- _À COMPLÉTER_
1. D'après le texte extrait, quels effets une répartition inégale des fruits du travail collectif tend-elle à produire ? Énumérez-les tous.
2. Selon le texte extrait, en combien de parts la somme des profits devait-elle être divisée ?
3. Indiquez si chacune de ces affirmations concorde avec le texte extrait, en citant les mots qui permettent de trancher. (a) Les ouvriers de Clichy ont adopté l'égalité absolue dans la distribution des salaires. (b) L'autorité dans l'association revenait à un directeur désigné par les fondateurs. (c) Le capital collectif pouvait être partagé entre les associés.

- _TEXTE EXTRAIT_
^^^^^^^^
Dès le commencement, les associés se montrèrent profondément imbus de l'idée qu'ils avaient charge de contribuer à l'émancipation graduelle de leurs frères, en leur donnant une preuve pratique des avantages du système coopératif, conçu dans un esprit de solidarité. Pour être admis dans la famille — famille est vraiment le mot — les conditions furent : 1° possibilité d'employer des travailleurs additionnels ; 2° de la part du candidat, bonne conduite, bonne volonté, et connaissance suffisante du métier. Nulle autre autorité que celle de tous, représentée par des mandataires élus — serviteurs désintéressés de l'intérêt commun, et sûrs, comme tels, d'être aimés, respectés, obéis. Convaincus que, dans une association de frères, le faible ne doit jamais être sacrifié au fort ; qu'une répartition inégale des fruits du travail collectif tend à encourager l'égoïsme chez les uns, à éveiller l'envie chez les autres, à relâcher le lien de l'association, et à préparer de la sorte sa ruine ; que des hommes qui travaillent côte à côte, en vue d'un intérêt commun, sont naturellement accessibles au même sentiment d'honneur dont sont animés des soldats combattant côte à côte, en vue d'une commune victoire ; que l'atelier est au pouvoir de créer ce que le champ de bataille est au pouvoir de détruire, et qu'il est aussi honteux de reculer devant le travail que devant l'ennemi, les ouvriers de Clichy ne crurent nullement commettre une faute en adoptant le système de l'égalité absolue, soit dans la distribution des salaires, soit dans celle des bénéfices. Il fut. en outre, convenu qu'un fonds spécial serait destiné au soulagement des veuves, des orphelins, des malades, et que la somme des profits serait divisée en deux parts : l'une, à répartir entre les associés ; l'autre, réservée pour la formation progressive d'un capital collectif, indivisible, appartenant, pour ainsi dire, au principe de l'association, et destinée à le fortifier, à le perpétuer, à l'étendre.
^^^^^^^^
- _DONNÉES ENREGISTRÉES_
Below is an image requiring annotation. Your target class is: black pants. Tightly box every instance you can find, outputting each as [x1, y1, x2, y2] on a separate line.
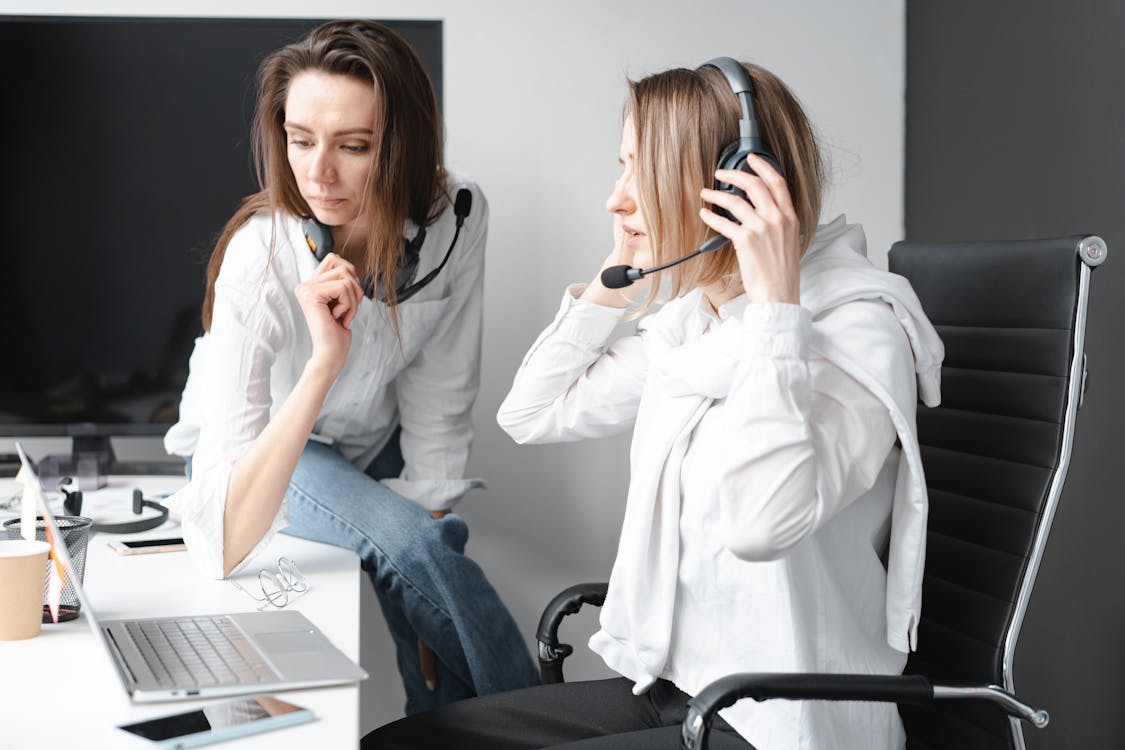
[361, 677, 754, 750]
^^^^^^^^
- _CORRIGÉ_
1.
- encourager l'égoïsme chez les uns
- éveiller l'envie chez les autres
- relâcher le lien de l'association
- préparer de la sorte sa ruine

2. En deux parts.

3.
(a) Oui : « en adoptant le système de l'égalité absolue, soit dans la distribution des salaires, soit dans celle des bénéfices ».
(b) Non : « Nulle autre autorité que celle de tous, représentée par des mandataires élus ».
(c) Non : « un capital collectif, indivisible ».